Copy out the lines of every entry below word for word, leaving out the pictures.

(Annotation records)
════════════════════

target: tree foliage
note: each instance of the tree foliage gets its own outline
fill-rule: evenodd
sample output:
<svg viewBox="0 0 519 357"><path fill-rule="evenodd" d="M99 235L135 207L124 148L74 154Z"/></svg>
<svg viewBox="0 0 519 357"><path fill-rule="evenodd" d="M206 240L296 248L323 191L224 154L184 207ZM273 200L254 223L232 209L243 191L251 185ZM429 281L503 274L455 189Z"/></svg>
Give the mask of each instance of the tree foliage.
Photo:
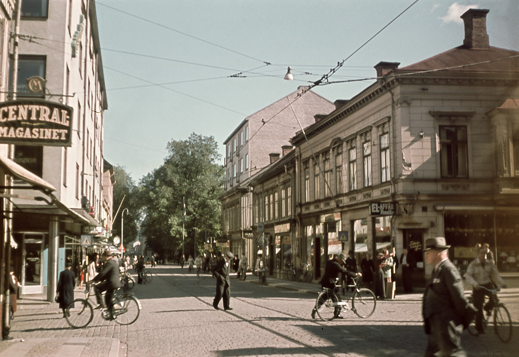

════════════════════

- Solution to the exercise:
target: tree foliage
note: each instance of the tree foliage gets its own outline
fill-rule: evenodd
sample output:
<svg viewBox="0 0 519 357"><path fill-rule="evenodd" d="M99 235L135 207L124 148L74 154Z"/></svg>
<svg viewBox="0 0 519 357"><path fill-rule="evenodd" d="M206 240L296 248L323 191L224 154L184 207ZM273 200L254 223L232 209L243 191L251 185ZM429 281L503 274L455 189Z"/></svg>
Give the mask of each instance of the tree foliage.
Photo:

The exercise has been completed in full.